== RECORDS SUPPLIED ==

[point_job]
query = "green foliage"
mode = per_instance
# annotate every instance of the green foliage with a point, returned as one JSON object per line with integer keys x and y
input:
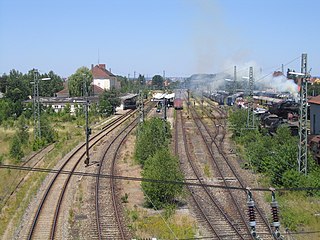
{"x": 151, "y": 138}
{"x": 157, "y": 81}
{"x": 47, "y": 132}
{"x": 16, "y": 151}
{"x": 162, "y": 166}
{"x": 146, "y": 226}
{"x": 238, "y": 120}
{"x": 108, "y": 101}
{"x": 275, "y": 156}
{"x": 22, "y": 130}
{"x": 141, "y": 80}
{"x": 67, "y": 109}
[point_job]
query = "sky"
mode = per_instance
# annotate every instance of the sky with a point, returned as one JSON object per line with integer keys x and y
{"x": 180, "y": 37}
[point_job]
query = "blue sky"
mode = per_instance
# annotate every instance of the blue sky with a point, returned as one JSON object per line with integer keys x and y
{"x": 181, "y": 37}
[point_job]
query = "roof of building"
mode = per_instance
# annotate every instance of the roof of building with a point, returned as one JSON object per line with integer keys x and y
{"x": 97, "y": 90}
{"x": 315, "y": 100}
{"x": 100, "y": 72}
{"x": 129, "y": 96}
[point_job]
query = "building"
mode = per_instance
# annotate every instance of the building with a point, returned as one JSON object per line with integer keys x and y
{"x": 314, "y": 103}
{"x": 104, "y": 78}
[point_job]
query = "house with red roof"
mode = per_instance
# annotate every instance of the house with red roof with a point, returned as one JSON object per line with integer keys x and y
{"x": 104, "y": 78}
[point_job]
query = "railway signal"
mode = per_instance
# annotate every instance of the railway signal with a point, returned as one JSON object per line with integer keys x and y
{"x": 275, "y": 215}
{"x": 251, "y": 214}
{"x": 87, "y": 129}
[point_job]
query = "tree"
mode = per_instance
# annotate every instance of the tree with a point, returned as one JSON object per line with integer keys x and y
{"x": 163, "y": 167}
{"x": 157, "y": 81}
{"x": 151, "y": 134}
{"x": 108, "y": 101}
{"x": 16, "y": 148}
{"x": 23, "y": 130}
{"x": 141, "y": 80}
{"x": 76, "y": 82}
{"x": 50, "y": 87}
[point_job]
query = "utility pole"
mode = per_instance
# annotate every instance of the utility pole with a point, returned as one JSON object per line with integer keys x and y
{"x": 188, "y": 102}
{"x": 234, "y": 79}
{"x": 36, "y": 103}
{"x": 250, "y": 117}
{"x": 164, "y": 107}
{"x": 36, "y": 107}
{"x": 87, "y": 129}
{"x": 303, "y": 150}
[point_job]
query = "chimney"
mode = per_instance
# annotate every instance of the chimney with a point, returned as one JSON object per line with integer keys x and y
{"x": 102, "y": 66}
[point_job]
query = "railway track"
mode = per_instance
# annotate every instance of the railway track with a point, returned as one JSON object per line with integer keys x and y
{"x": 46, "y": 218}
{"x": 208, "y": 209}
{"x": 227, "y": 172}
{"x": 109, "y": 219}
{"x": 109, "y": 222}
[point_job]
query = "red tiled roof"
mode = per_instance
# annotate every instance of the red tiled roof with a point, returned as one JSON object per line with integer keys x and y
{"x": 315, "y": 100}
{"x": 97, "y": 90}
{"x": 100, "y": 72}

==

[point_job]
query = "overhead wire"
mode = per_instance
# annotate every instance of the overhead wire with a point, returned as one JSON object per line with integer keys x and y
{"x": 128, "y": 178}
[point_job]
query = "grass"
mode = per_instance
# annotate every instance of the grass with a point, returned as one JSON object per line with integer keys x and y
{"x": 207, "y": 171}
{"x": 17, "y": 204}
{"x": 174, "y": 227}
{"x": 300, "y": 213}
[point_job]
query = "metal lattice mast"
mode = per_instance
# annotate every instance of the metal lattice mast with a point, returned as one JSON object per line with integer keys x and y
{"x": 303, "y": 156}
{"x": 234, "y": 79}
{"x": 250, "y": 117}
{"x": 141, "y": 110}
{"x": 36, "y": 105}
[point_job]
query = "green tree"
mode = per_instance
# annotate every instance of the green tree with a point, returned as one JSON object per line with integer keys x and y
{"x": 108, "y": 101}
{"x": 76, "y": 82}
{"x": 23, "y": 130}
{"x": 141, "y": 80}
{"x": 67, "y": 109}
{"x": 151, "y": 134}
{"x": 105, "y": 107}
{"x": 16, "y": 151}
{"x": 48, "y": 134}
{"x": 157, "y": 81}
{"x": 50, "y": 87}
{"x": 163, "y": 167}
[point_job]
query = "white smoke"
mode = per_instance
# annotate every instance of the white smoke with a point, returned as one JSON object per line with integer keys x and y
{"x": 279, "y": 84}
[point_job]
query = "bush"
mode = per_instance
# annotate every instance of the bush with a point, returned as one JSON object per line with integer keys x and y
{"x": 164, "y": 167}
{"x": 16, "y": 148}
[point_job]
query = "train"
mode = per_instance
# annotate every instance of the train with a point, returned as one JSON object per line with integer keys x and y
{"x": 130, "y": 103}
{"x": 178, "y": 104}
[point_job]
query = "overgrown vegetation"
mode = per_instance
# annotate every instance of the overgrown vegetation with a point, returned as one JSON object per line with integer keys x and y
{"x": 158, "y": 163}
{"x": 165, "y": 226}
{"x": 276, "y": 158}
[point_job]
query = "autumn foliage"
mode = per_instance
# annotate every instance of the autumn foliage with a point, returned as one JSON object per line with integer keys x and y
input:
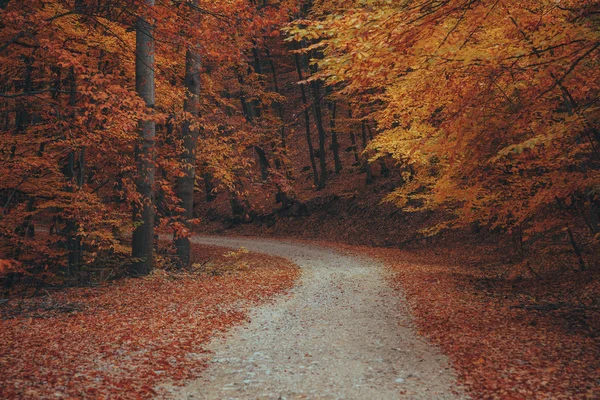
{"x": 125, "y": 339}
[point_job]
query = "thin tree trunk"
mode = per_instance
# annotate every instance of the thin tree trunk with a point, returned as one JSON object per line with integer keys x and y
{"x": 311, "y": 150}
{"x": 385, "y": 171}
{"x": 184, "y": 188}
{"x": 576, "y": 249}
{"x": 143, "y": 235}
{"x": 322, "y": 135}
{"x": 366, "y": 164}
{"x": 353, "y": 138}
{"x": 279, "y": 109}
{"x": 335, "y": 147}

--

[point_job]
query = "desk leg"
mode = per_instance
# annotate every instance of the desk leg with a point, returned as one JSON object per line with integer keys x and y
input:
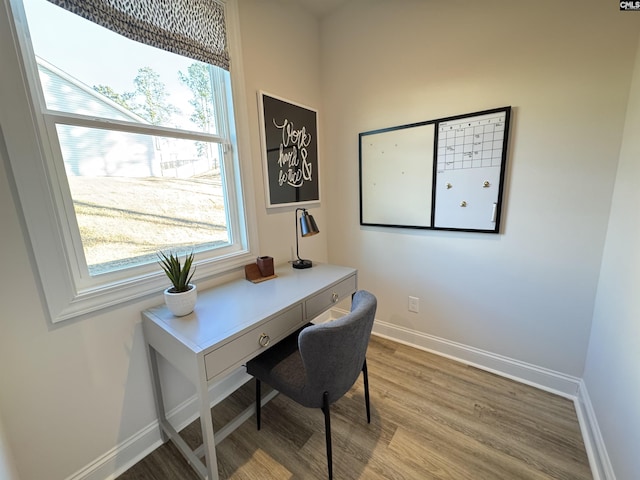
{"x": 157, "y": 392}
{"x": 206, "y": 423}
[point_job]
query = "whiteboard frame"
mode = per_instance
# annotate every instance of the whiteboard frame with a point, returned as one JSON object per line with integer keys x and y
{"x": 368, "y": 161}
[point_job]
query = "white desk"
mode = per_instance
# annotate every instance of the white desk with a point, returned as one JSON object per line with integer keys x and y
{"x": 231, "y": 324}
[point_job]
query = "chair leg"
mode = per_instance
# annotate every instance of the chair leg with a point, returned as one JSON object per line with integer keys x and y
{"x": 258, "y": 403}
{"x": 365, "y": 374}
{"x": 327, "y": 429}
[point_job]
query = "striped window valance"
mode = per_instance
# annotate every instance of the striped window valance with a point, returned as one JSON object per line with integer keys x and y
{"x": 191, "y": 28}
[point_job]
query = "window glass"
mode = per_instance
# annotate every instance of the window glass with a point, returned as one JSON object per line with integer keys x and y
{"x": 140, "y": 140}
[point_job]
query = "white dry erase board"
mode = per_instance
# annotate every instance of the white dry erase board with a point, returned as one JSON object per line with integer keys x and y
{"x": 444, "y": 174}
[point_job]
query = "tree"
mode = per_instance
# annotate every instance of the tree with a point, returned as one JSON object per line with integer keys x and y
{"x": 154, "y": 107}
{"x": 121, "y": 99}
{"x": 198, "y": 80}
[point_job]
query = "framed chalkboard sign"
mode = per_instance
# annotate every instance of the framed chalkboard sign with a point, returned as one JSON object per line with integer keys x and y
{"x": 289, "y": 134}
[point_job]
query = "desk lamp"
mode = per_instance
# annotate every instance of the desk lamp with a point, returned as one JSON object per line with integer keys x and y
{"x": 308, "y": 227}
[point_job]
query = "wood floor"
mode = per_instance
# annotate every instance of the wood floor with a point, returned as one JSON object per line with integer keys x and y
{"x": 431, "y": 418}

== EXERCISE PROMPT ==
Find the string "foliage" in the listing and return every line that holds it.

== TASK RESULT ==
query = "green foliage"
# annotate every instance of the green foliage with a point, returned as one JSON object per line with integer keys x and y
query = "autumn foliage"
# annotate every instance of the autumn foliage with a point, returned as one JSON object per line with integer keys x and y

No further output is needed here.